- Exercise requirements -
A faithful copy is required: transcribe each line below exactly, minus the pictures.

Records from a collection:
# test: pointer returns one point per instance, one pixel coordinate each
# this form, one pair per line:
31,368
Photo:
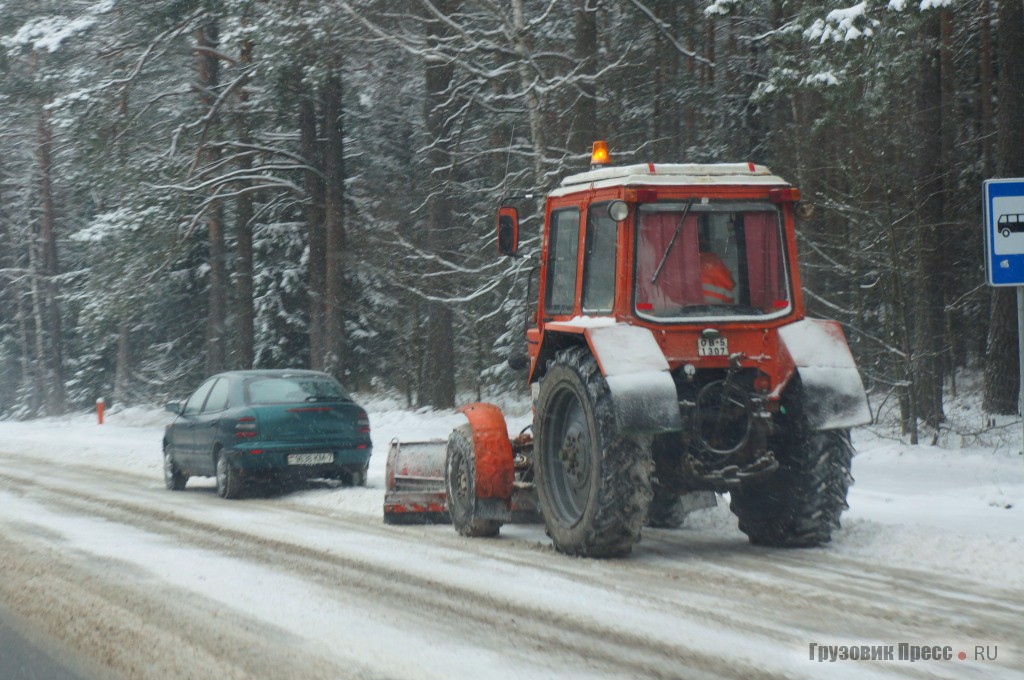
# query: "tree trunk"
584,127
1001,369
527,84
244,312
314,225
207,41
334,226
50,343
666,116
930,280
437,386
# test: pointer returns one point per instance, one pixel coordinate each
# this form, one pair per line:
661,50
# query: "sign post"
1004,209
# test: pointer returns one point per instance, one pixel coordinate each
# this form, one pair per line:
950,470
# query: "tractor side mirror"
508,230
518,360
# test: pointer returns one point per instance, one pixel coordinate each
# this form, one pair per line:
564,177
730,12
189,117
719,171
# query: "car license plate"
713,347
309,459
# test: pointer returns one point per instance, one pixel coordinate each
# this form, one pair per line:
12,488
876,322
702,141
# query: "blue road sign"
1004,205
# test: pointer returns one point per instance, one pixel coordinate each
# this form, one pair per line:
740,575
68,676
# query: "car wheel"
174,479
228,480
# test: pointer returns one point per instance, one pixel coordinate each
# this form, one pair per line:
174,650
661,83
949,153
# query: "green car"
244,426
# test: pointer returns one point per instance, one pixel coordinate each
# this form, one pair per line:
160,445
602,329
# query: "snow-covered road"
144,583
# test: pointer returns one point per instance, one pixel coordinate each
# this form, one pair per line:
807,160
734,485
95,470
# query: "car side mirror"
508,230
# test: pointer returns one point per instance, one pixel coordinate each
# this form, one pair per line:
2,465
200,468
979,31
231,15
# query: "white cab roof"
668,174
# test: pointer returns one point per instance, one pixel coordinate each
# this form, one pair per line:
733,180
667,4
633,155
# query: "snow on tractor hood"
834,393
637,373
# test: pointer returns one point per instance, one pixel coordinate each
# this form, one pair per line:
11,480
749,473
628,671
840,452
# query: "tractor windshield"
697,259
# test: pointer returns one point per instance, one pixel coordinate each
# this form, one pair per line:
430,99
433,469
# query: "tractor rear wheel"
460,481
593,481
800,504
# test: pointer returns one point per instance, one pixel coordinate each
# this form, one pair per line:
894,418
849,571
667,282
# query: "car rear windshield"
293,390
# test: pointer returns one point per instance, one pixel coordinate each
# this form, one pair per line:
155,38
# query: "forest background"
192,186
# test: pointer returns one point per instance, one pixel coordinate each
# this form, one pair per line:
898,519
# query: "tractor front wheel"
593,480
460,481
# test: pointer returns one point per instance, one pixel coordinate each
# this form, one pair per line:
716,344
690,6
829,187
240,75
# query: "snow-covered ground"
953,510
937,530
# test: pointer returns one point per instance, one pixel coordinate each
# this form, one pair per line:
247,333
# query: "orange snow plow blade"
415,479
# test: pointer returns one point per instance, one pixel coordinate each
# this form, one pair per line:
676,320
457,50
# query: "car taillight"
245,427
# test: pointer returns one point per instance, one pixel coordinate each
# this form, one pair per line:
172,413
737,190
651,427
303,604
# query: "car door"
183,429
207,430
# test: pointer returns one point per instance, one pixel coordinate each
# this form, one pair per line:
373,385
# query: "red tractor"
669,357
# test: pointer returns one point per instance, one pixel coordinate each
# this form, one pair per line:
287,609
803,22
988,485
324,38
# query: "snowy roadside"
953,511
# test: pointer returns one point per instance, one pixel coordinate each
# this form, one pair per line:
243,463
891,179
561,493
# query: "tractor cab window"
563,251
699,259
599,260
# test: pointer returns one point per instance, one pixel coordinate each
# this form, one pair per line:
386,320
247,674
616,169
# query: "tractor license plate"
310,459
716,347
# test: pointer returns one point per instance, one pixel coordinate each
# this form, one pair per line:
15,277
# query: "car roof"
274,373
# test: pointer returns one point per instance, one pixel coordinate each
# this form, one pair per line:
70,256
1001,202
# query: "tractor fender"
643,393
493,452
834,395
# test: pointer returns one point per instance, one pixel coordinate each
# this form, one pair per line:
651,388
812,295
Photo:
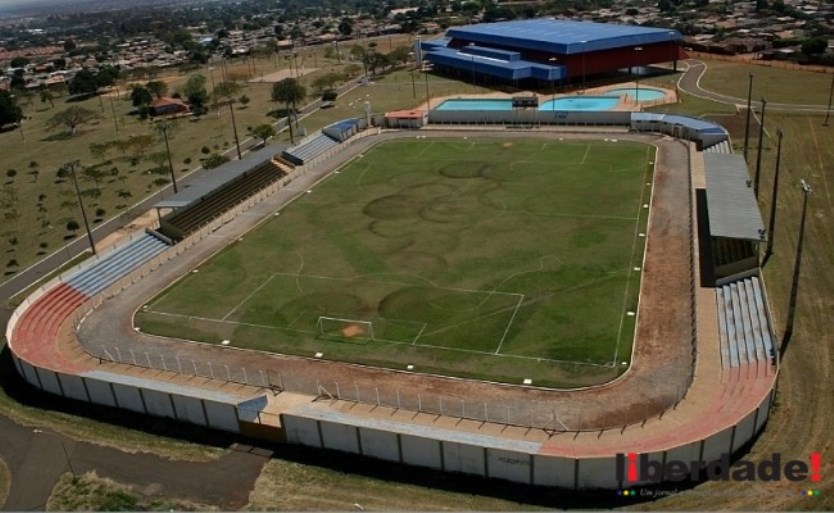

- Answer space -
# test: pointer returns one point per instance, one pixel coordinate each
# this form, one pair per line:
31,368
Photo:
# query: "tree trunk"
584,127
1001,369
527,84
244,312
314,225
207,41
334,226
50,343
666,116
930,280
437,386
# test: pointer returns one point per instance, one pixel coordinate each
# this form, one pair per line:
661,50
# query: "sign post"
1004,209
# test: pointer returns one point per instance, one pixel coordinate each
# this form, one pair per line:
950,470
# query: "tractor side mirror"
508,230
518,360
# test: pointer returns one point per instance, one pixel coordinate each
# this form, one pair per line:
564,177
730,12
189,117
719,171
# query: "car license plate"
713,347
309,459
# test: pointer returns one point per instance, one pixel coordinate each
# this form, one pair per line:
12,488
876,322
702,141
# query: "blue road sign"
1004,205
# test: pointer returns one point per instance, one pixel coordinate each
# this form, one pair per line:
740,575
68,676
# query: "car wheel"
174,479
228,480
# test: pointer returns one point per instance, one pixel coordinate each
# this form, one pair per line:
174,650
661,83
949,153
# query: "green car"
244,426
# test: pointer returns one point per instance, one pixel coordinate each
# this form, one pair per line:
160,445
602,329
# query: "snow-covered road"
144,583
# test: pointer returns one point per instance, one pixel coordinate each
# this form, one pair per line:
807,160
734,485
95,470
# query: "car side mirror"
508,230
# test: pointer returns one point per instance, one pixel coordinate each
# this form, one pair per line:
2,465
200,468
979,31
231,15
# query: "white cab roof"
668,174
# test: pointer returns one point per instance, one pixel coordinate each
# this form, one pair per line:
733,180
667,4
633,155
# query: "snow on tractor hood"
834,393
637,373
# test: pointer returns one point per instance, one pixel coordinate each
# this form, one pair per line:
11,480
749,473
628,671
840,452
# query: "tractor windshield"
697,259
# test: pointer returns one point per instance, one pixel coordinate each
# this form, one pair per line:
430,99
433,469
# query: "tractor rear wheel"
460,481
593,481
800,504
# test: pointer returns one point per instance, one pixel coordinate each
# this form, one pair per line:
894,418
849,571
667,282
# query: "car rear windshield"
293,390
# test: pointer returns one point per instance, one pixel coordinate each
# this form, one pair per line:
155,38
# query: "forest background"
192,186
# test: pointer returns one point per instance, one pixel coordinate each
# this form, one pair per line:
898,519
# query: "tractor front wheel"
593,480
460,481
# test: pointer returns one point per instance, one pixel coordinate each
# this form, one pair per line:
716,344
690,6
829,187
240,75
# query: "snow-covered ground"
953,510
937,530
# test: pointer returns one point per instance, one pixel coordinate each
# this form, one pair per line:
247,333
# query: "orange snow plow blade"
415,479
# test: pointer returns one point per instance, one pixel coordinate each
# this form, one pair per line:
676,320
457,50
# query: "car taillight"
245,427
# test: pointer returns one point per instance, one pixel coordinate each
# this form, one pair per line:
172,413
737,190
651,427
303,604
# query: "car door"
183,429
207,430
# test: pointer returns one point per instance, one pixel coordinate each
# this form, one pair per line:
373,385
# query: "red tractor"
669,357
# test: pointer returns one point per instance, one pixel coordinate each
# this form, one pair per line:
287,609
803,22
988,485
324,38
# query: "snowy roadside"
953,511
# test: pointer returns one point per instance, one pixel coordinate each
# this form, one pair per line:
243,463
891,179
561,493
# query: "tractor cab window"
563,251
699,259
599,260
# test: pointer returns one point per instance, one pixel coordinate each
# this form, one pair per line:
386,320
247,674
616,169
# query: "tractor license plate"
310,459
716,347
# test: pointer returns one point per instance, one pixel coordinate each
# this form, one pair per line:
15,277
# query: "car roof"
274,373
# test: pointer returns one point per instance, one pixel coordinate each
# this form, one pair per line:
70,256
1001,202
# query: "tractor fender"
643,393
493,452
834,395
# test: pointer returns one point per instance, one pixel coordinate each
# this form, one pair per line:
651,388
812,295
Photo:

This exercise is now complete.